Work instructions: Your answer should consist of the lines in the listing that hold "forest".

◆ ◆ ◆

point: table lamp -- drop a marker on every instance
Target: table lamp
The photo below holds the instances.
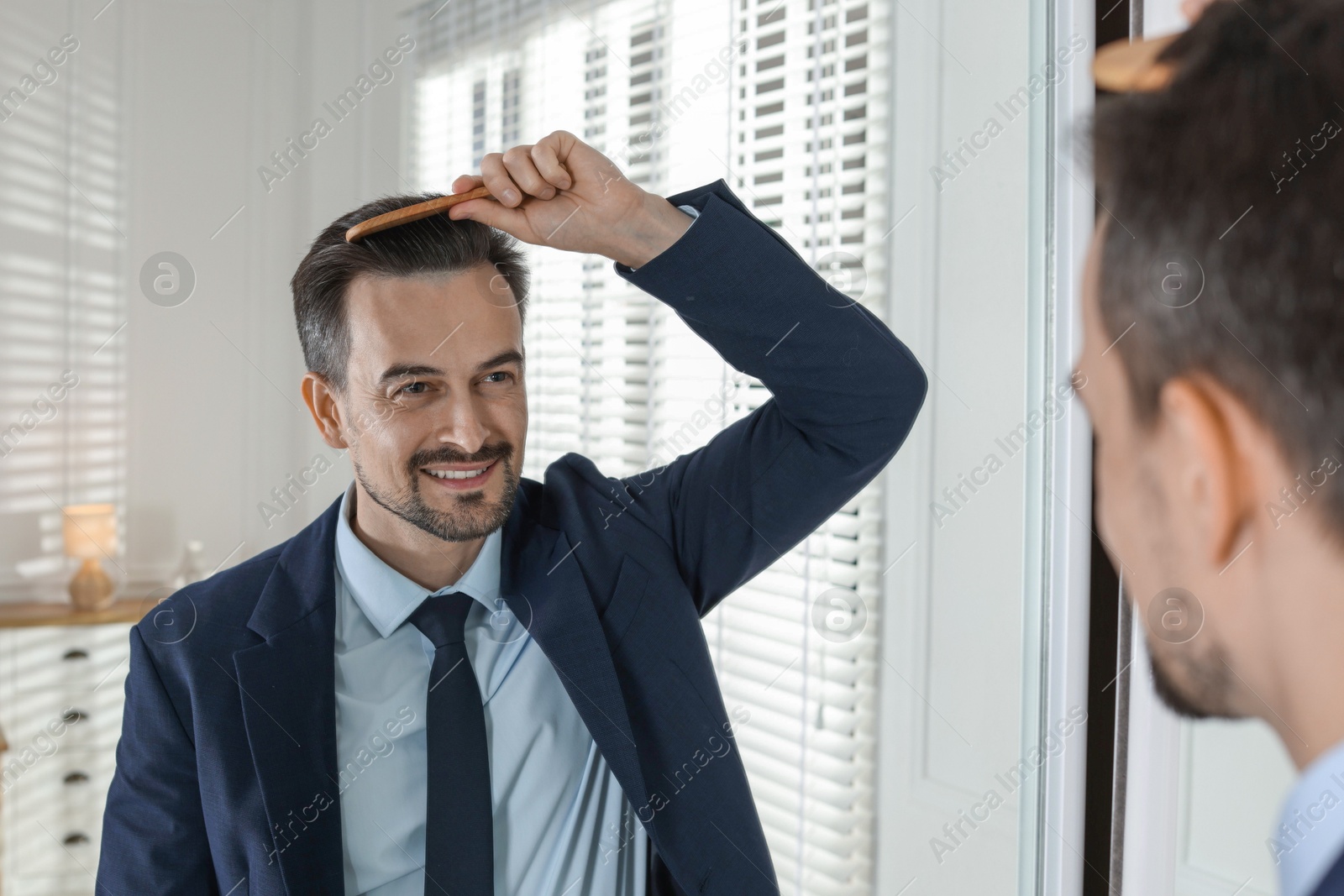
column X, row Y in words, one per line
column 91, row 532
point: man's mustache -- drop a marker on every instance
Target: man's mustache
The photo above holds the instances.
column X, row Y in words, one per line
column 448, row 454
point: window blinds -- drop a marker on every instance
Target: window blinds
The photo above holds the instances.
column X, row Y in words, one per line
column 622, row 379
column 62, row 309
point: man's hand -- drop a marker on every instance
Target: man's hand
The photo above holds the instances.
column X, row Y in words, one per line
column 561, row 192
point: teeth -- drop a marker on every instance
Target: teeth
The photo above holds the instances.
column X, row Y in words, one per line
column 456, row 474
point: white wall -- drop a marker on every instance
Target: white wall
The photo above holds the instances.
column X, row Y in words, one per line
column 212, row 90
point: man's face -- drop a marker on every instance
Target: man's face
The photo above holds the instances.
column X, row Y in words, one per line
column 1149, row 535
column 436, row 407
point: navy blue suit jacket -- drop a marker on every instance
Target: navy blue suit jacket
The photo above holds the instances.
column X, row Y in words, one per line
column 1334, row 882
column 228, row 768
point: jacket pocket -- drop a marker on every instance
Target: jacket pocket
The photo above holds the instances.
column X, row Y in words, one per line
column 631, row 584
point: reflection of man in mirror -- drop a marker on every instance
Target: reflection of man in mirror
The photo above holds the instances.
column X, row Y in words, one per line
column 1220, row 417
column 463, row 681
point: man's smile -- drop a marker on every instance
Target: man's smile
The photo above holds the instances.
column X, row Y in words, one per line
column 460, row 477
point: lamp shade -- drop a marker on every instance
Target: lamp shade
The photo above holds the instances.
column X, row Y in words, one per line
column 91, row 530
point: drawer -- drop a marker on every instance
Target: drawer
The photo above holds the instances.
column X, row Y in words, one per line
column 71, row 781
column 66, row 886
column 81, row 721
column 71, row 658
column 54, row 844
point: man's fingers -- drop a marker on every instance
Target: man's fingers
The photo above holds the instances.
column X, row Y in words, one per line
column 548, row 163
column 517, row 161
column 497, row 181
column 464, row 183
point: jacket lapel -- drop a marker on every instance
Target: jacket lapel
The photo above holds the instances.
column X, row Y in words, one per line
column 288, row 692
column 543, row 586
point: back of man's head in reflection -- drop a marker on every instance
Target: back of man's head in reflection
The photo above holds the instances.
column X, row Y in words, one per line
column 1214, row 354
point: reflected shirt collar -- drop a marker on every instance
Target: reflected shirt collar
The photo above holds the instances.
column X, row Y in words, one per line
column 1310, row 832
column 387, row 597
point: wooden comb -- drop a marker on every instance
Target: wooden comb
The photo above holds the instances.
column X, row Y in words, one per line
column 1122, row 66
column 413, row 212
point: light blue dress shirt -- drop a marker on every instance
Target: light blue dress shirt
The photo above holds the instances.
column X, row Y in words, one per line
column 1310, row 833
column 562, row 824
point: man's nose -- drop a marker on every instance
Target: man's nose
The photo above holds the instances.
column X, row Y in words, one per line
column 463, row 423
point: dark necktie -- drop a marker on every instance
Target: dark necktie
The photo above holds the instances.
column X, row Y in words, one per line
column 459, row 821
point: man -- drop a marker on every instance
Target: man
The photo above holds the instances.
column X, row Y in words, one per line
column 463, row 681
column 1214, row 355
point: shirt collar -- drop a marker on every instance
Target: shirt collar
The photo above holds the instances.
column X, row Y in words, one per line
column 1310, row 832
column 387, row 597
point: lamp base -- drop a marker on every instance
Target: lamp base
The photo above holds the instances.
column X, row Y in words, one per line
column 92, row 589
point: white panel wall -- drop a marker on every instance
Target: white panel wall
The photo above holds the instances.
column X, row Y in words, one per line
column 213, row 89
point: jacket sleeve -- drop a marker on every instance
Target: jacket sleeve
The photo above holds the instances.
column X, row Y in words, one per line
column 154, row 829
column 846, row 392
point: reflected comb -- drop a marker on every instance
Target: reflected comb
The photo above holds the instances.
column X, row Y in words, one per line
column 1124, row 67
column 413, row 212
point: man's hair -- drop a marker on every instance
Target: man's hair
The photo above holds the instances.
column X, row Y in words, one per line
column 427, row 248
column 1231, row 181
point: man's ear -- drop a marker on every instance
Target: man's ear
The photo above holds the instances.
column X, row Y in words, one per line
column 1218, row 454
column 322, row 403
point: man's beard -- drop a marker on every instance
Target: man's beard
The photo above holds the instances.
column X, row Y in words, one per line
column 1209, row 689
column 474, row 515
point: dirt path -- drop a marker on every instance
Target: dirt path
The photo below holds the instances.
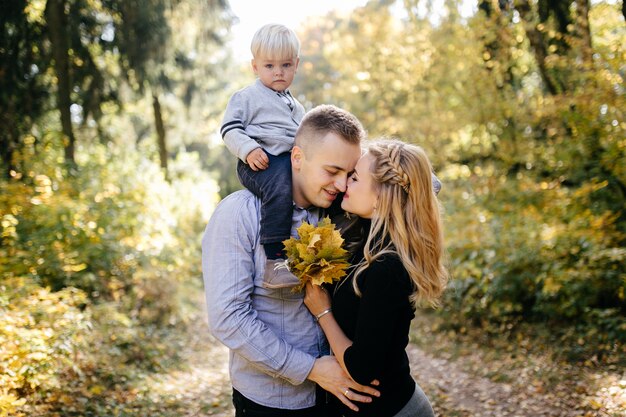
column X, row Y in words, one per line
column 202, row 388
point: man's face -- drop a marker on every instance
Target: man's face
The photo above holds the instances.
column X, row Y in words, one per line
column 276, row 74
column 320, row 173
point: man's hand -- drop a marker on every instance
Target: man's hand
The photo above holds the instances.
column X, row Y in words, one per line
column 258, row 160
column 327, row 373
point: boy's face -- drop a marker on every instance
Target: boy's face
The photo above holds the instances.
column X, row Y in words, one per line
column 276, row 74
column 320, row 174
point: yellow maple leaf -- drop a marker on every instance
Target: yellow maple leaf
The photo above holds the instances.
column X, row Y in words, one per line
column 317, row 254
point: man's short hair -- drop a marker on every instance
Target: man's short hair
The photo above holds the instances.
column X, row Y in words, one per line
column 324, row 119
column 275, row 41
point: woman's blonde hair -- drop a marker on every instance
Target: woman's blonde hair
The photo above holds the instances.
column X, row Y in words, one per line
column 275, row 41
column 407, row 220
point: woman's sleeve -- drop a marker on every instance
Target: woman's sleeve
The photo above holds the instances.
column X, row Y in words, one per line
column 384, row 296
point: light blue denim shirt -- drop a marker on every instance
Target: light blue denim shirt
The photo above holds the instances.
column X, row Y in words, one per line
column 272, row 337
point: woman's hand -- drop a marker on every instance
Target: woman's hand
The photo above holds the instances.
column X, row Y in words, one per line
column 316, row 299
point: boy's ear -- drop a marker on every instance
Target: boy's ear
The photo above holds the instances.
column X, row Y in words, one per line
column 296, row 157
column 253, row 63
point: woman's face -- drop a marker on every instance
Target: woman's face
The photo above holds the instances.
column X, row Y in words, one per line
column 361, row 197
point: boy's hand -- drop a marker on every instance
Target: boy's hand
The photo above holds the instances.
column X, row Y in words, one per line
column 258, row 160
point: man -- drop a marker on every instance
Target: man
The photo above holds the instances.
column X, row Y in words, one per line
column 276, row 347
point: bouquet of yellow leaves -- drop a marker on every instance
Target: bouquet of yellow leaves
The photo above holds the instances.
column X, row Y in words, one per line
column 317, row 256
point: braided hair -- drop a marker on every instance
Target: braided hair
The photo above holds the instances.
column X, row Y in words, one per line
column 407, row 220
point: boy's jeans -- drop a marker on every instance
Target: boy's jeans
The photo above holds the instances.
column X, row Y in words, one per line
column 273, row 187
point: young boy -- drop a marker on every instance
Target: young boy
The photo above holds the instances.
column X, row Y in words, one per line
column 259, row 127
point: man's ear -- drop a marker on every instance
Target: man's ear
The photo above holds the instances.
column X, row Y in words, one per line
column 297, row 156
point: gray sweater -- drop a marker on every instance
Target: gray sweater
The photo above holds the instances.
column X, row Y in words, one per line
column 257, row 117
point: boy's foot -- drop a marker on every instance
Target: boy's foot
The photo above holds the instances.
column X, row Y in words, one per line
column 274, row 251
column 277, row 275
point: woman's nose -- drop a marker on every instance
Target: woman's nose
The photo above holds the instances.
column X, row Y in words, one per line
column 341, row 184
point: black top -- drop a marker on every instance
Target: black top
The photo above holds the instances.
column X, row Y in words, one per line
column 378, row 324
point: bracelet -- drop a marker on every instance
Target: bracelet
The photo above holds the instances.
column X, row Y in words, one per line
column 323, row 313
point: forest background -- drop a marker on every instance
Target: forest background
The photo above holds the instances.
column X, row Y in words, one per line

◆ ◆ ◆

Your solution:
point: forest background -- drop a marker on every instance
Target: forest background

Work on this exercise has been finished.